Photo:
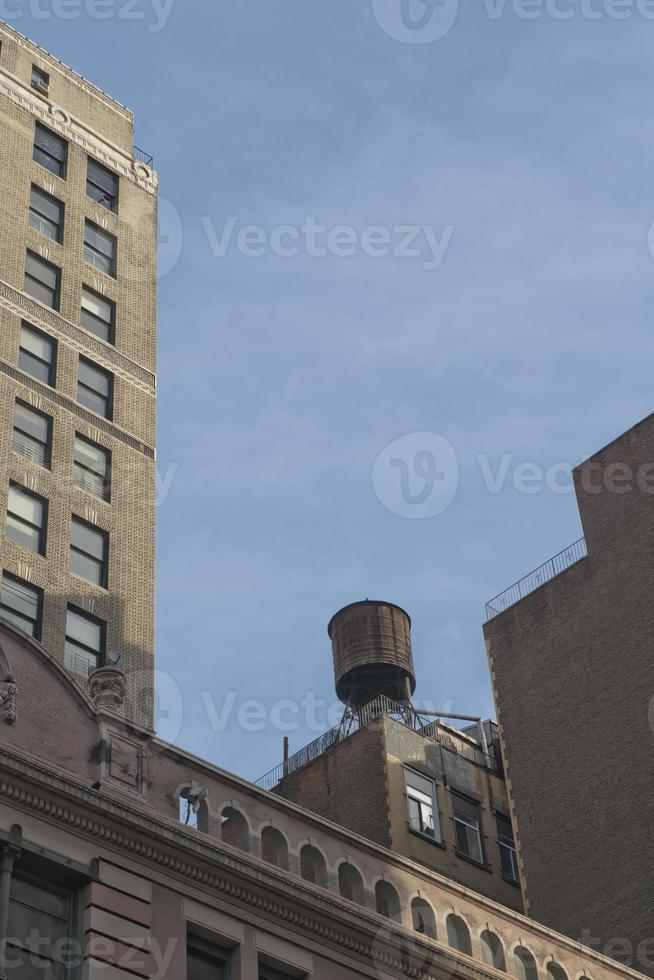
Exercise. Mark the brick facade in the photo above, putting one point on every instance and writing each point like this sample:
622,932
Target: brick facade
96,126
573,675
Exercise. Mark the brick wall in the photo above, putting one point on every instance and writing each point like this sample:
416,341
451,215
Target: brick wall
573,674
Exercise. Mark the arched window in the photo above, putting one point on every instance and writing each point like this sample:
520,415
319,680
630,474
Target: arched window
350,883
193,808
312,866
387,901
234,829
458,935
274,848
556,972
492,950
525,964
424,920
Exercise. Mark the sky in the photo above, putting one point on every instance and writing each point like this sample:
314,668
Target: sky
405,285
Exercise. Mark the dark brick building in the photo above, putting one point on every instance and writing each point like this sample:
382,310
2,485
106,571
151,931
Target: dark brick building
572,664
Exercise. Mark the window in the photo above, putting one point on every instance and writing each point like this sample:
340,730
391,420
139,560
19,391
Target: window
98,315
85,642
313,866
204,961
32,436
99,249
270,973
102,185
42,280
274,848
387,901
467,824
21,604
92,468
525,964
46,214
421,802
507,848
27,516
458,934
234,829
350,883
95,388
40,80
492,950
89,552
424,920
37,354
51,151
40,927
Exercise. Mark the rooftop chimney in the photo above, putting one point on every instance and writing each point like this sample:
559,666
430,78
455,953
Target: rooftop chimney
371,642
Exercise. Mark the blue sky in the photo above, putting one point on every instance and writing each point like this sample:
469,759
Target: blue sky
525,146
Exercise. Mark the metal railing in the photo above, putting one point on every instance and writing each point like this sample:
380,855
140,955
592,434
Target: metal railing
355,719
544,573
143,157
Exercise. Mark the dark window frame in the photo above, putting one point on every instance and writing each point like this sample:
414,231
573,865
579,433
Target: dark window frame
51,366
39,75
110,325
56,291
109,413
59,238
208,953
47,455
94,475
61,166
102,563
92,250
38,593
42,530
465,810
101,654
110,173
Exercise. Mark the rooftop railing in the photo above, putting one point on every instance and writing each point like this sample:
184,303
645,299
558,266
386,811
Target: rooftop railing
544,573
355,719
143,157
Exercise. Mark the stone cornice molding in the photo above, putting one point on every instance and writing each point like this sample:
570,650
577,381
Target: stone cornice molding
261,886
95,421
209,863
75,131
73,76
22,305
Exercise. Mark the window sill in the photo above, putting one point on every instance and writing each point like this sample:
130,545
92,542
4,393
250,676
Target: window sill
511,881
478,864
428,838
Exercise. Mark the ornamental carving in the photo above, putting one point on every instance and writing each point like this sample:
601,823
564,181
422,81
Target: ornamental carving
108,688
8,700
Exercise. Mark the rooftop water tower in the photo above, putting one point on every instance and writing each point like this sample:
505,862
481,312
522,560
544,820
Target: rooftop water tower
371,642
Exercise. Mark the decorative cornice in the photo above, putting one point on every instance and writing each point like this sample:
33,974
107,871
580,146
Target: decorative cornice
263,887
20,304
74,130
73,76
94,420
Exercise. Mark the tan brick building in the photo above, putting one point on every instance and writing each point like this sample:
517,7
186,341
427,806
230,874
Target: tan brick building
570,652
77,362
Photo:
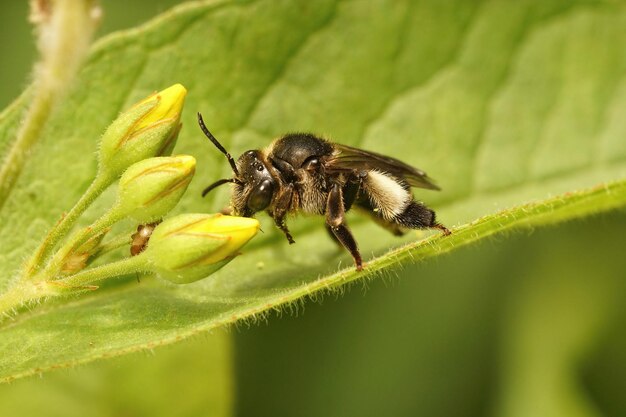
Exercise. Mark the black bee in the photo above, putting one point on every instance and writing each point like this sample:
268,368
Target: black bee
302,172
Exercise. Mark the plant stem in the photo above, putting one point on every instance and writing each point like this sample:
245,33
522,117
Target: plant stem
99,184
20,294
80,237
111,245
65,30
124,267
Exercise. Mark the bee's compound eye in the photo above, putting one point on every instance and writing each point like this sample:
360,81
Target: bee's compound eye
261,196
311,164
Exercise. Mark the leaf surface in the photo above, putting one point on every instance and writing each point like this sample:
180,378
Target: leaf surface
515,110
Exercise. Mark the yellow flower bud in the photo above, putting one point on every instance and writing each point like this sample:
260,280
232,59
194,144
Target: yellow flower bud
149,189
189,247
149,128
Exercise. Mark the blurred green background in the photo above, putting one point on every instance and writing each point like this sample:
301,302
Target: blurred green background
529,324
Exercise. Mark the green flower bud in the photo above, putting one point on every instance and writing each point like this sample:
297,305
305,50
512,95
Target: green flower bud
149,189
190,247
148,129
77,260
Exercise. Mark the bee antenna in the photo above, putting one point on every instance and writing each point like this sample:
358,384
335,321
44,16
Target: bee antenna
218,145
218,183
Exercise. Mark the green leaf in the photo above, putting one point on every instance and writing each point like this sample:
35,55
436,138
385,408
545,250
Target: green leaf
197,373
504,104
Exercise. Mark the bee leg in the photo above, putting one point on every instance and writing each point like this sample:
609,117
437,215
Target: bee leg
335,213
282,225
444,229
279,212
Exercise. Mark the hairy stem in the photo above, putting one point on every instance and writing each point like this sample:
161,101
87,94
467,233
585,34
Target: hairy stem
78,238
126,266
65,28
99,184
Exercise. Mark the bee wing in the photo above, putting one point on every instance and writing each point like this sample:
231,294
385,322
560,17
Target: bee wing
349,158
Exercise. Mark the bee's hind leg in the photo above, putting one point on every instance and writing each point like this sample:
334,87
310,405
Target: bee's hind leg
279,213
335,214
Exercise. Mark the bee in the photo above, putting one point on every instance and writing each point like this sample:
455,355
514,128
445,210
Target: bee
301,172
141,238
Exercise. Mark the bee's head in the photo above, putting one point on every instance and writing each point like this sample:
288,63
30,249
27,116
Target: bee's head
255,188
254,184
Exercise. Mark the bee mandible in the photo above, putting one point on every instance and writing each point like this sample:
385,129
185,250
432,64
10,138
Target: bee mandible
301,172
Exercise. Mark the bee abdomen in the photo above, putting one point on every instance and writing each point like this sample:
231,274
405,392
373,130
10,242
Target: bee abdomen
416,216
388,196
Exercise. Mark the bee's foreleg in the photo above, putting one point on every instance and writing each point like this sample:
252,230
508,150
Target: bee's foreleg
280,210
335,219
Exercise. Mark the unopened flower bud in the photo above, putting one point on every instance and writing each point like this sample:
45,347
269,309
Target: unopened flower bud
148,129
149,189
80,258
189,247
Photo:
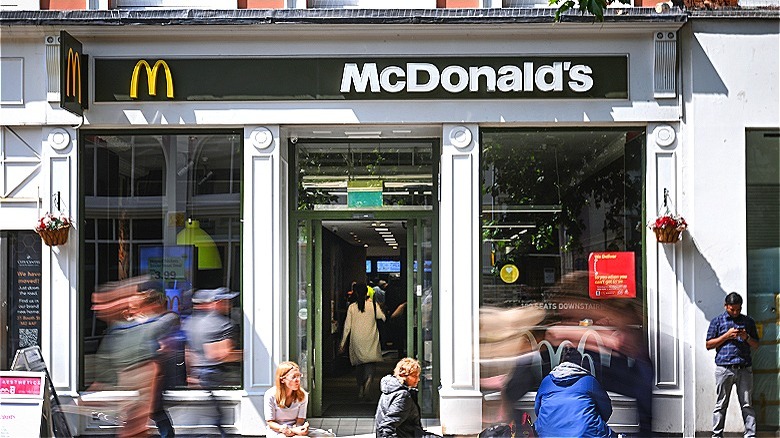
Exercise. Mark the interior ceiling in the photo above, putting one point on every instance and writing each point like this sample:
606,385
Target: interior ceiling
360,233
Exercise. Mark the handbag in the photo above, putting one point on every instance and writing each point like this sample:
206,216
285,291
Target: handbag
526,427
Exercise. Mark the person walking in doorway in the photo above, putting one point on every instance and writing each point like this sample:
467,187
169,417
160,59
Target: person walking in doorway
733,335
361,330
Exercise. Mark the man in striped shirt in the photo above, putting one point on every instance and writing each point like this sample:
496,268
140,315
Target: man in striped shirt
733,335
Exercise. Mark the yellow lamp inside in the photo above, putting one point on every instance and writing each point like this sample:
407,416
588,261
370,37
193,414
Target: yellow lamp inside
193,234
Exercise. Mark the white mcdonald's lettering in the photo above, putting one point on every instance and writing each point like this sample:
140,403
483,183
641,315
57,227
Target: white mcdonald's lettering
421,77
151,77
73,74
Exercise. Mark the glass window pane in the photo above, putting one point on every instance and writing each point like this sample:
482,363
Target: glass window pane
165,207
364,175
558,208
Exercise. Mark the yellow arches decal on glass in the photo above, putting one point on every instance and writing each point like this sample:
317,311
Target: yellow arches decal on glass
151,76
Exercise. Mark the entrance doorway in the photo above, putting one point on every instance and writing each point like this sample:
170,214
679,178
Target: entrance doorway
763,263
380,229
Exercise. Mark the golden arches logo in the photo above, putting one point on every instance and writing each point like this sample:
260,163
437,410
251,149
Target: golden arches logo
73,75
151,77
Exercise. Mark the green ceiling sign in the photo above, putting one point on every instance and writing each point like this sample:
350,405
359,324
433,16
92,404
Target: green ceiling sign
259,79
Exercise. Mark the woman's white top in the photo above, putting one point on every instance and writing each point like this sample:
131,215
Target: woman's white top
360,328
281,414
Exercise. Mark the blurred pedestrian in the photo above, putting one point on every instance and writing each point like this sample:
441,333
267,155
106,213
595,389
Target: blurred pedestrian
360,329
570,401
733,335
128,354
210,344
398,414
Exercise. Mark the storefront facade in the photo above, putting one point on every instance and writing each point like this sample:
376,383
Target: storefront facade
242,129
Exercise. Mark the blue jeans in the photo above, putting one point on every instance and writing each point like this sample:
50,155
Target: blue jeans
725,378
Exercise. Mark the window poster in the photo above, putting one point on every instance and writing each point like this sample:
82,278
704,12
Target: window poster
611,275
24,313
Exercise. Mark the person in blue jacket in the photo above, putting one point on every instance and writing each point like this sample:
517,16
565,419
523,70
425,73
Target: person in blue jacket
570,401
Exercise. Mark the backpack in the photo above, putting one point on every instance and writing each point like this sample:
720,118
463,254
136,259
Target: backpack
500,430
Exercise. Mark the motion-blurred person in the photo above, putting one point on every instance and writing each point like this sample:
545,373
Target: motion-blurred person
170,357
398,414
570,402
127,357
733,335
360,329
284,405
210,345
610,334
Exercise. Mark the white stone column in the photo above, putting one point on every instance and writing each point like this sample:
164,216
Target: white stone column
665,290
460,397
59,283
265,280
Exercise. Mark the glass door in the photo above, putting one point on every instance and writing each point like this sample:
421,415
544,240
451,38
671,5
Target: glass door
331,254
420,291
763,261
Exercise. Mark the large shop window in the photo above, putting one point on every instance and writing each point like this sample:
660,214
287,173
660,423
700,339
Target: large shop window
163,208
562,229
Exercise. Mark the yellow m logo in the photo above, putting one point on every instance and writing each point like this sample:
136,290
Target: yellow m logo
151,77
73,74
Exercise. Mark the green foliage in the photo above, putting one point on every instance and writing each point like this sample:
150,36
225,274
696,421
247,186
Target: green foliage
593,7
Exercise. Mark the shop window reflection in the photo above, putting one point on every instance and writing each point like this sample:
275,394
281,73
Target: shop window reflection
551,199
140,194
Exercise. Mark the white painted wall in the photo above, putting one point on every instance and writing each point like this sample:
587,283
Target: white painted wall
731,83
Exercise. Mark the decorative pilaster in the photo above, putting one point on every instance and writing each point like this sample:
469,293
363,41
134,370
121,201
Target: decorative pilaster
665,290
60,304
460,397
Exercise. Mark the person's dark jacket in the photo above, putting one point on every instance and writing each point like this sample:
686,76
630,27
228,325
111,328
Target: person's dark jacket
571,402
398,414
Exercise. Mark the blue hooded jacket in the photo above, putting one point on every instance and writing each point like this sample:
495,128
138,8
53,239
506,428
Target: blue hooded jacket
571,403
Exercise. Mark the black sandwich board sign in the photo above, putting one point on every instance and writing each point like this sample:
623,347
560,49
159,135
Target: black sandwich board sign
55,425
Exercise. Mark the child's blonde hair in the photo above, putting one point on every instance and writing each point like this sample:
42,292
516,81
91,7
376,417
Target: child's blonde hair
406,367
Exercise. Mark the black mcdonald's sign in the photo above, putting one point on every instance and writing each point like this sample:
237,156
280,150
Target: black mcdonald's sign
74,75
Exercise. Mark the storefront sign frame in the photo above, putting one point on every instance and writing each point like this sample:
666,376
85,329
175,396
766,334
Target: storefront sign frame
361,78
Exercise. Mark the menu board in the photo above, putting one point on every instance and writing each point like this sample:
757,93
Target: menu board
25,254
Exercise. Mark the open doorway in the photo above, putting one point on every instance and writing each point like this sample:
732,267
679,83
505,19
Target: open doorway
373,252
333,253
364,211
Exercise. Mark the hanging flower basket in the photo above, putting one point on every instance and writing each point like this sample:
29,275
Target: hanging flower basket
668,228
53,229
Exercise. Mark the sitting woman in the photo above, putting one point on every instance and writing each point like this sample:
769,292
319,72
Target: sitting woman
285,403
398,414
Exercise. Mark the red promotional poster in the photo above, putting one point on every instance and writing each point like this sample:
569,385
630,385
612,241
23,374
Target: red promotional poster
612,275
15,385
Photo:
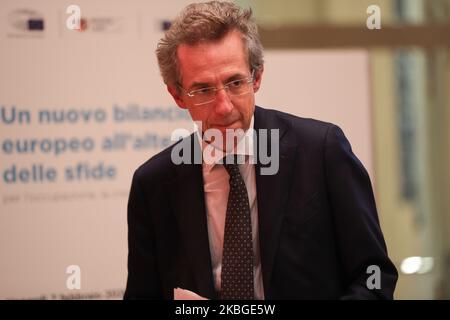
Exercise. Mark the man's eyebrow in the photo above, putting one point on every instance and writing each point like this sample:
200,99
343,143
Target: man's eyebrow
200,85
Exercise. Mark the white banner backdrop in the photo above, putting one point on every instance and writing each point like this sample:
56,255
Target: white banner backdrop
80,110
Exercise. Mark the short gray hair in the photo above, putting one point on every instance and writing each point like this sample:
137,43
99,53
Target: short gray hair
203,22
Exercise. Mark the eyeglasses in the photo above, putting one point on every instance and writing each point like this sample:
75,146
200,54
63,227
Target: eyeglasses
208,94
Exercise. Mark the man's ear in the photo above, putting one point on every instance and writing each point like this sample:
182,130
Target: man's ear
258,78
176,96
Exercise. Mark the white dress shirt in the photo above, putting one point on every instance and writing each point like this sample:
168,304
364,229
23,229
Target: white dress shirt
216,188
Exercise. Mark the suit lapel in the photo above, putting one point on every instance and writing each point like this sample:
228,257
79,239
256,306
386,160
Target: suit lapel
192,224
272,194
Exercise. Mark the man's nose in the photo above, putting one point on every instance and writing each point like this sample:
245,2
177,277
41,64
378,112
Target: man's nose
223,103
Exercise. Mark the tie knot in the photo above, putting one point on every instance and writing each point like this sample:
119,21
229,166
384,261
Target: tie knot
231,164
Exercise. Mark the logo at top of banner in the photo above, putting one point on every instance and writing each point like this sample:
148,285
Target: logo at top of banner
26,22
101,24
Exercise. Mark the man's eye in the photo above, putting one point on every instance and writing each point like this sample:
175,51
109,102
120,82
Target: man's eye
203,91
236,83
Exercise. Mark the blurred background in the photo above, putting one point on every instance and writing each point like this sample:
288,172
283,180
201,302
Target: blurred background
389,89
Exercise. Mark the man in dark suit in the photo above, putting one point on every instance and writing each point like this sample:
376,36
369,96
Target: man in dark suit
313,226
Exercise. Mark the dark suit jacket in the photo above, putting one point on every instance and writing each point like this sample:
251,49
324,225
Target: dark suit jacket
318,224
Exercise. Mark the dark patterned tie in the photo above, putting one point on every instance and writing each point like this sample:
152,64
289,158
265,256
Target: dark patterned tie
237,258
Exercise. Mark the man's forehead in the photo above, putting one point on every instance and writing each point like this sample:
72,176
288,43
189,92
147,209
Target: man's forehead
207,61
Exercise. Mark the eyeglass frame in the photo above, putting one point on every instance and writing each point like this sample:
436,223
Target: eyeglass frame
225,87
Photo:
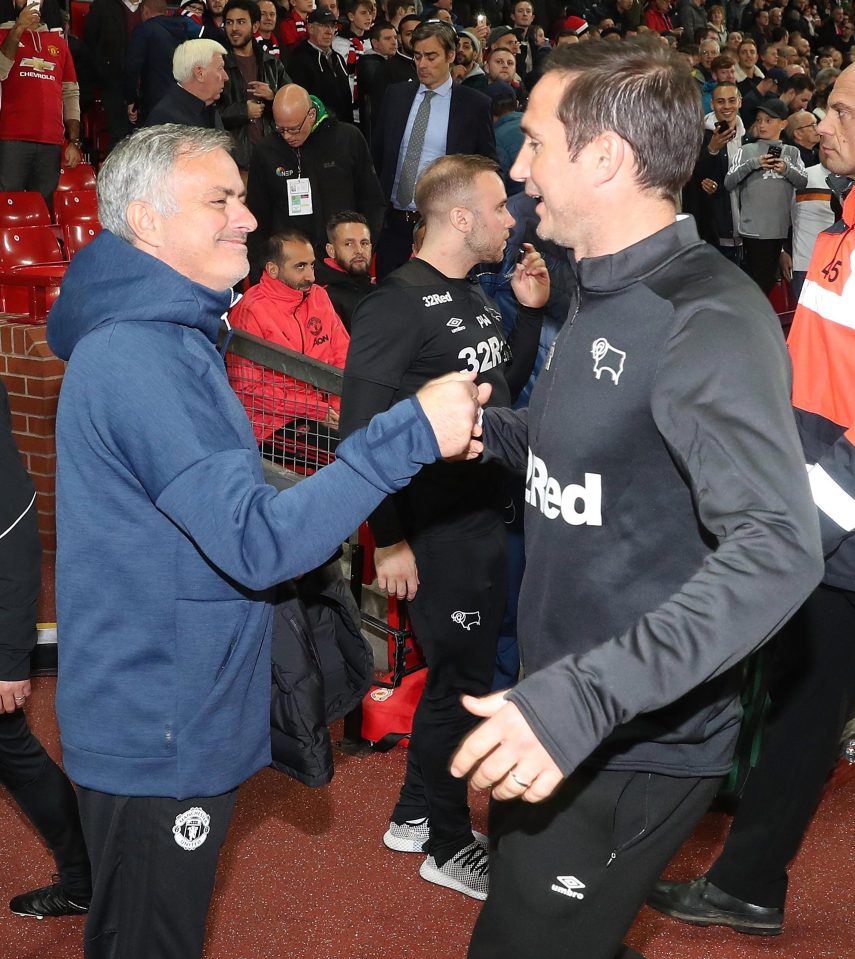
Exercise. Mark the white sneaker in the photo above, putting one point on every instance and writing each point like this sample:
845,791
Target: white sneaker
411,836
467,872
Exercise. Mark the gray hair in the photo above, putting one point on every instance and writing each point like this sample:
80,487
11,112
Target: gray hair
192,54
140,166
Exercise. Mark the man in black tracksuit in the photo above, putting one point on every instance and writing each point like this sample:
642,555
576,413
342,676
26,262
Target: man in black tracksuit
441,543
35,782
669,526
254,76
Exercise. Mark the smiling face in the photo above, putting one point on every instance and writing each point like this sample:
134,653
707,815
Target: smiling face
239,28
205,239
545,166
501,65
837,129
361,19
351,247
491,223
267,23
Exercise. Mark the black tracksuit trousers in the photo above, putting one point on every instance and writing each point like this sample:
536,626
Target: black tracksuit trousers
569,875
456,616
36,783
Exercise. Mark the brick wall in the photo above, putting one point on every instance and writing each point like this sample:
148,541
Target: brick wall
33,375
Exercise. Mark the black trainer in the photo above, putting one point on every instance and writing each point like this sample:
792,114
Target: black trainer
703,904
47,901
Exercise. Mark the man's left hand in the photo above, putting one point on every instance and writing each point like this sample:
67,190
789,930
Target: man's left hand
72,156
530,281
13,695
259,90
504,754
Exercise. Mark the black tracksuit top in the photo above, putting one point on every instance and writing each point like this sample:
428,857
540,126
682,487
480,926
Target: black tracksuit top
669,527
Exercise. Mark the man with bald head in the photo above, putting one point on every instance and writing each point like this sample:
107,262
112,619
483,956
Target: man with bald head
309,168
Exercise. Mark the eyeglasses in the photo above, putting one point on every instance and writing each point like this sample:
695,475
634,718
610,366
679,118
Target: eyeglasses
290,131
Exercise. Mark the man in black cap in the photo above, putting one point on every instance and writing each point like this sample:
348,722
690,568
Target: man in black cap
755,94
765,174
317,67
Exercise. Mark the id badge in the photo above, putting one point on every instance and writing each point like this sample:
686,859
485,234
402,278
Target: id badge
299,197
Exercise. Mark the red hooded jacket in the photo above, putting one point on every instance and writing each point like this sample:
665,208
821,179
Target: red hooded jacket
303,322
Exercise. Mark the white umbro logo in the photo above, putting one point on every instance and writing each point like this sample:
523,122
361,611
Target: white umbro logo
570,886
434,299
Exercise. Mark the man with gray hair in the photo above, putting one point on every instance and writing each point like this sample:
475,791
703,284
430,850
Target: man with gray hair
163,602
200,76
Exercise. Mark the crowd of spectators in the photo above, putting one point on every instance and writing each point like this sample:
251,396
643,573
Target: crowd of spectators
334,109
221,64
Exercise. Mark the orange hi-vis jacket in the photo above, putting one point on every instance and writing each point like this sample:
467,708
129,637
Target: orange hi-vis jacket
822,347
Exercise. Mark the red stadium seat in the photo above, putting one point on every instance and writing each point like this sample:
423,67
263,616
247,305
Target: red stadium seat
31,270
81,177
76,235
23,209
79,12
75,206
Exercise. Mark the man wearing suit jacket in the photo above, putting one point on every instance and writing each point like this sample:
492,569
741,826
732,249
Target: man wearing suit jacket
409,134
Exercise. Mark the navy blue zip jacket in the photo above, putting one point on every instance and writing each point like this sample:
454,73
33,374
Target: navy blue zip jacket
168,537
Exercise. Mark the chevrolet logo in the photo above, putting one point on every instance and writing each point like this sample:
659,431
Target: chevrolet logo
37,63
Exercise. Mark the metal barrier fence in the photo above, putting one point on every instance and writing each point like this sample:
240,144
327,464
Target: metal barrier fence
292,402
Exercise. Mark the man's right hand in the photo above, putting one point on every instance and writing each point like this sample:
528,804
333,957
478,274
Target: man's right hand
451,404
720,140
396,570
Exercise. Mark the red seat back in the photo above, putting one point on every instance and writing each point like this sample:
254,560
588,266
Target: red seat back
81,177
74,206
23,209
76,235
22,246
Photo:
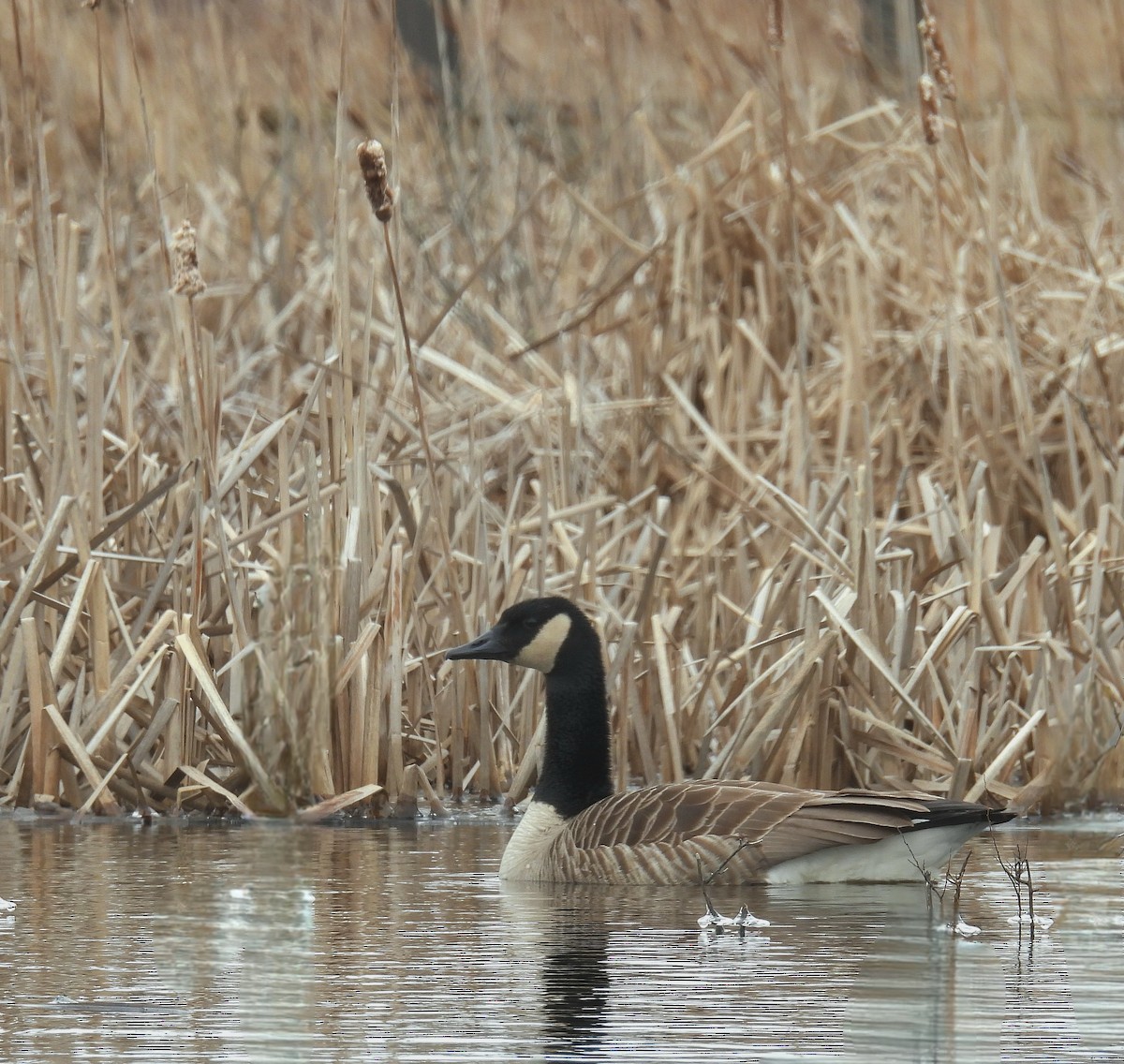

################

What the exercise asks> Copy the data verbatim, starting at the line that contains "Exercise. Mark the metal barrier" and ending at the end of the data, with both ends included. Leave the pictures out of your copy.

Problem solution>
Exercise. Mark the metal barrier fence in the photo above, putting one point on every instance and writing each point like this sample:
240,144
327,464
Target: metal barrier fence
292,402
Exercise. Mark the man's right hand in the photo above, putting one point on every instance and writing each point like this sample:
528,804
333,957
478,274
Target: man's right hand
451,404
720,140
396,570
Exercise. Mark the red seat back in the photo above, putting one point on every instance and writing each point like this sample:
254,560
588,266
Target: red seat back
81,177
74,206
23,209
76,235
22,246
Photo:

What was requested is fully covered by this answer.